• **Provided data**:
BEGIN
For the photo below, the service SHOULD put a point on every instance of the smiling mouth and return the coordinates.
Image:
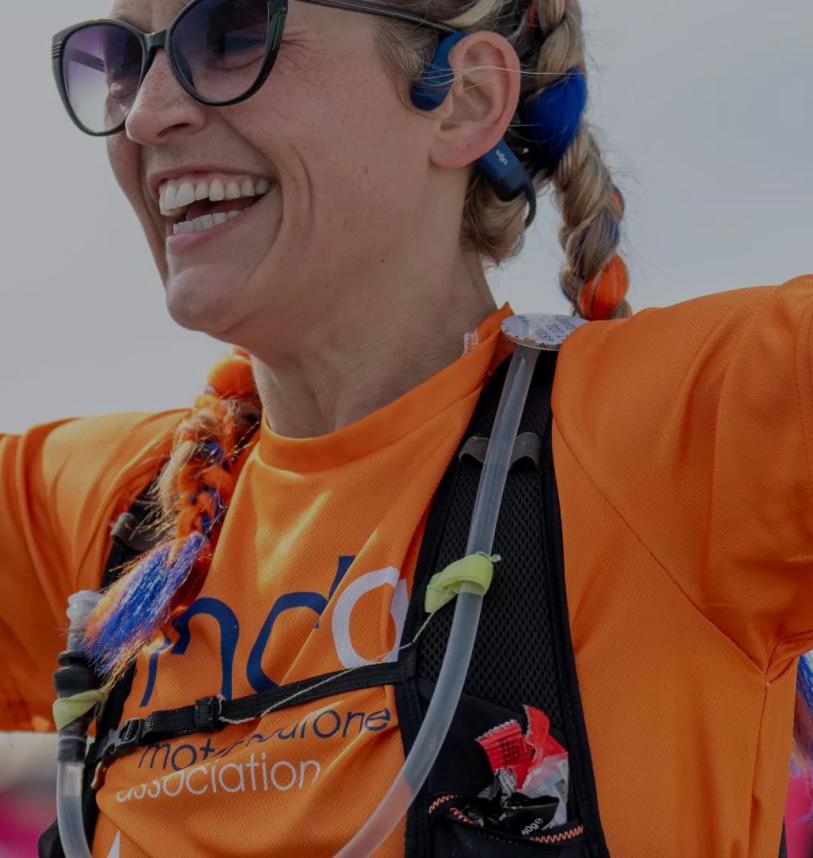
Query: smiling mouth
(196, 203)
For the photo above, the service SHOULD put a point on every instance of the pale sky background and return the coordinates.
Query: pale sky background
(705, 110)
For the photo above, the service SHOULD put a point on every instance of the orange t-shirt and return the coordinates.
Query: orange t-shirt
(682, 446)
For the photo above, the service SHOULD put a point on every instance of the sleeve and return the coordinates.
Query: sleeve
(61, 486)
(696, 423)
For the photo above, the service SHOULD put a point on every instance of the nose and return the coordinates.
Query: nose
(162, 108)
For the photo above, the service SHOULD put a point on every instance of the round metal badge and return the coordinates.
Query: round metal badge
(540, 331)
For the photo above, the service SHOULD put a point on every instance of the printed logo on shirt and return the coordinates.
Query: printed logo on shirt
(341, 621)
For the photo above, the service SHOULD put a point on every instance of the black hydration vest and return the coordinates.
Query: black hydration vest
(523, 655)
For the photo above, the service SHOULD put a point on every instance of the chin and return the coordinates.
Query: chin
(198, 305)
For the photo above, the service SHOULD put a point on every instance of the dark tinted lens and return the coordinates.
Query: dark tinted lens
(101, 67)
(219, 45)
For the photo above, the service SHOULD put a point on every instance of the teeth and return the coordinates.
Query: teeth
(168, 195)
(186, 195)
(199, 224)
(217, 193)
(178, 195)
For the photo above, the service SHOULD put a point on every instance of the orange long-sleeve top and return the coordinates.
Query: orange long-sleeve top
(682, 439)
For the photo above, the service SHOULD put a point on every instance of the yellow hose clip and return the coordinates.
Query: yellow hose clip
(69, 709)
(470, 574)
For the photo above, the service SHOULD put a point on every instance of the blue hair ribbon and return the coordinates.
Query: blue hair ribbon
(553, 117)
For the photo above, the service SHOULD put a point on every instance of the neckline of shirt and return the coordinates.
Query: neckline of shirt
(396, 419)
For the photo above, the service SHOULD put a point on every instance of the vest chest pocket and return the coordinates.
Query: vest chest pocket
(458, 834)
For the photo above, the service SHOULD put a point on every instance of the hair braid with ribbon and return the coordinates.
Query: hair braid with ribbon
(192, 495)
(551, 137)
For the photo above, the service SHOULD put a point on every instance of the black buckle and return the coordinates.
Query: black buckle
(206, 714)
(124, 740)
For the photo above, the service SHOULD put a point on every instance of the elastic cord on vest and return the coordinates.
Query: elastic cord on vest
(72, 679)
(457, 658)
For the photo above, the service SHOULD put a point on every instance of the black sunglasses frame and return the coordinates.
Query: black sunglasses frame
(151, 42)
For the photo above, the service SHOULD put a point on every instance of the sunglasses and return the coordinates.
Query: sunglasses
(220, 51)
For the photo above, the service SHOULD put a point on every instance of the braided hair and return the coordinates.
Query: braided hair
(548, 38)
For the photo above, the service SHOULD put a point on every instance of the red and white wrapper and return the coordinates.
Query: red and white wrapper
(532, 763)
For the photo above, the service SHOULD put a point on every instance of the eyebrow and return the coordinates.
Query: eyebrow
(127, 19)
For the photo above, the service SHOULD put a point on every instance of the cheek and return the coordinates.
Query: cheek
(124, 159)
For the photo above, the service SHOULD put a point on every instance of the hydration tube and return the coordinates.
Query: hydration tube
(457, 658)
(73, 677)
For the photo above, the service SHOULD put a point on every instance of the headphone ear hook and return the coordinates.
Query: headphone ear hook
(502, 167)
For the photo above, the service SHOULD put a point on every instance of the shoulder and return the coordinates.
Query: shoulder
(68, 480)
(672, 358)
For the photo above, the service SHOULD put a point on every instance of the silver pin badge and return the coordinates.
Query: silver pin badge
(540, 331)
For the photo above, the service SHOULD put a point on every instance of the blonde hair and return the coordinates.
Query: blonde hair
(549, 42)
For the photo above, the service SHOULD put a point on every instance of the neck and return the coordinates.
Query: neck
(387, 342)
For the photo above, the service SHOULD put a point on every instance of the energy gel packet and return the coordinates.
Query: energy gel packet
(531, 776)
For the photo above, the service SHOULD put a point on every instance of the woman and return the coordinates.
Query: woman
(334, 227)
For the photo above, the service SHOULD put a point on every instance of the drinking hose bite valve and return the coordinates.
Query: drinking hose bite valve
(78, 695)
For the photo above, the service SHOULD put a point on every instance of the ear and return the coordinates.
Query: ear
(482, 100)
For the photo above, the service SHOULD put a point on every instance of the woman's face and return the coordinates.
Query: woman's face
(330, 138)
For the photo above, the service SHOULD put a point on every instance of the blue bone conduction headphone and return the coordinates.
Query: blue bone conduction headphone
(551, 122)
(501, 165)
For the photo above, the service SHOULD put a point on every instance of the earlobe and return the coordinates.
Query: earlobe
(481, 101)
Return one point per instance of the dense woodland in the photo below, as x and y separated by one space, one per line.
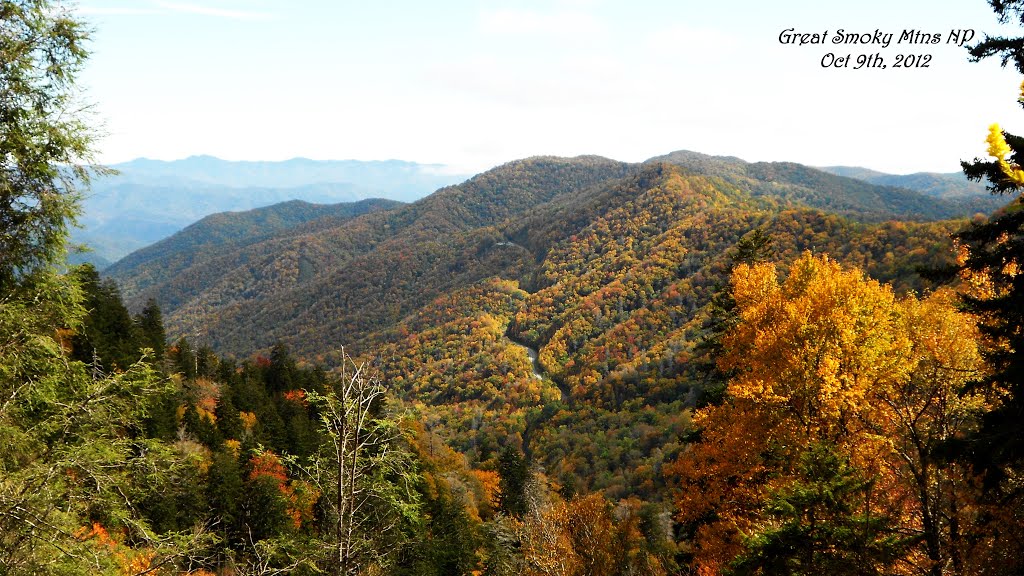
741 369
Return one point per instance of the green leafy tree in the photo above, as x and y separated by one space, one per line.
45 144
75 464
990 259
818 525
514 475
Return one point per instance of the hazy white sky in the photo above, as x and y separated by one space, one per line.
475 83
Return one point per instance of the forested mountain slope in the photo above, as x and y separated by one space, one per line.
863 199
228 232
609 270
952 184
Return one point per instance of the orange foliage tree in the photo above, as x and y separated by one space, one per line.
828 358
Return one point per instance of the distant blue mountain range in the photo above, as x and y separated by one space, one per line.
150 200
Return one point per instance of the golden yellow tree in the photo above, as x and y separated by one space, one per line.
828 358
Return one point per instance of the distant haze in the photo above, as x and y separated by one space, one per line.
150 200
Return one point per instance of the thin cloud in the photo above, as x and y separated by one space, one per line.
531 23
160 7
216 12
100 10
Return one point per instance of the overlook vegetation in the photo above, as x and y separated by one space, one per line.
740 369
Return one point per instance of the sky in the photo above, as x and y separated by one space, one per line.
476 83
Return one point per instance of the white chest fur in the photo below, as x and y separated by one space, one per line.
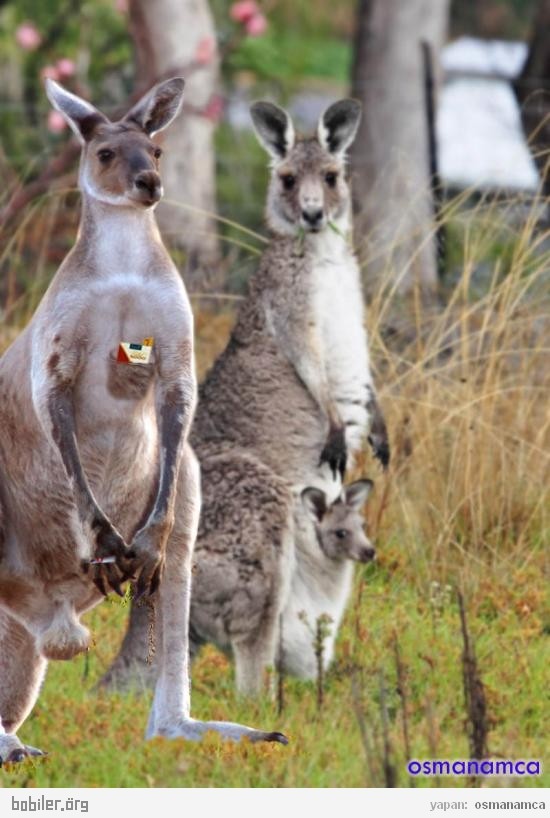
339 314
END
• **Task goal**:
Would you please output only the lines from the start of the material above up to and including the line with "on shirt and return the coordinates.", exactly as they appear and without pictures?

• **Answer to the exercise**:
For the photo below, the service SHOULD put a point on every instance of the smiling mouth and return the coordinates.
Image:
Query: smiling mouth
(196, 203)
For the photo above, the service SHOULD put a point on every instance of the pale sky background and return the coordinates.
Query: pale sky background
(705, 110)
For the photo above, the service SHOULD put a point on every instance of the orange t-shirt and return the coordinates.
Query: orange t-shirt
(682, 446)
For the photo above, the service SHOULD put a point on every instance of the sleeve and return the coordinates.
Query: sleeve
(61, 486)
(696, 423)
For the photo above, the service SHOULD put a point on every instance of the nose and return the coordinates.
Query: nose
(162, 108)
For the photo above, the service SHOULD put a point on every instance of the round metal badge and return the coordinates.
Query: round metal badge
(540, 331)
For the photo above, the service SHOULD put a point on every instance of the printed logo on shirt and return the coordinates.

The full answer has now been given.